begin Data entries

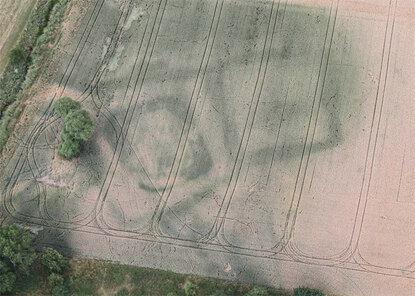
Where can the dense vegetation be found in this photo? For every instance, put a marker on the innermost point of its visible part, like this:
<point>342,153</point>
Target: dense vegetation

end Data entries
begin Data entries

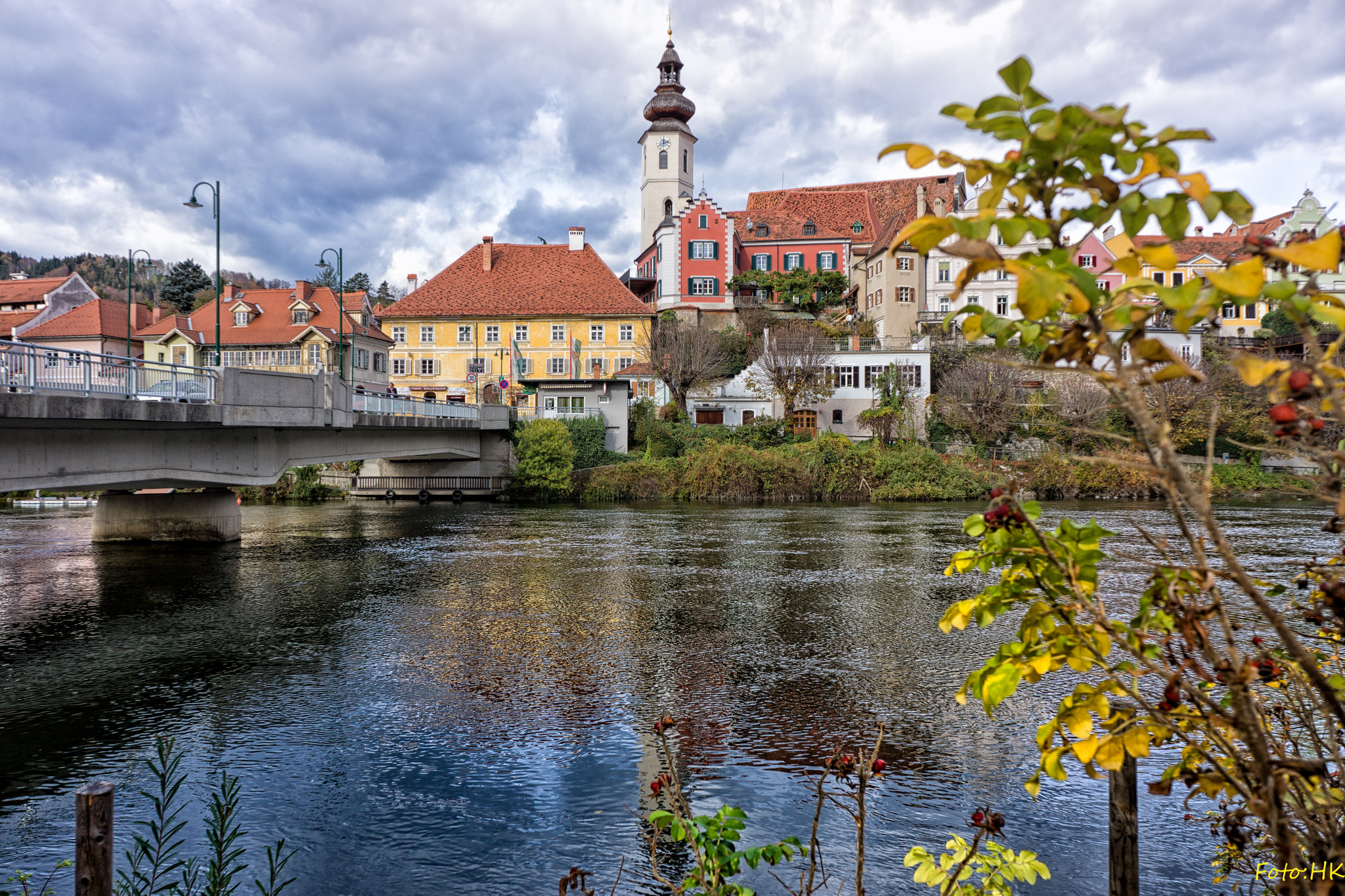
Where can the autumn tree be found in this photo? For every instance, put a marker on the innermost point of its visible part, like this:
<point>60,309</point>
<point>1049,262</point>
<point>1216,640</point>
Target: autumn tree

end Data entries

▸ **Goal of the exercise**
Give again, word for word, the part of the items that opens with the line containing "Where can the dense" and closes with the line containing "Target: dense vegetation", both of those lines included.

▸ **Answer for this exercise**
Where can the dense vegetation be found in this photo? For every instance, put a marker on the innermost point of its visible part, like this:
<point>342,153</point>
Target: dense vegetation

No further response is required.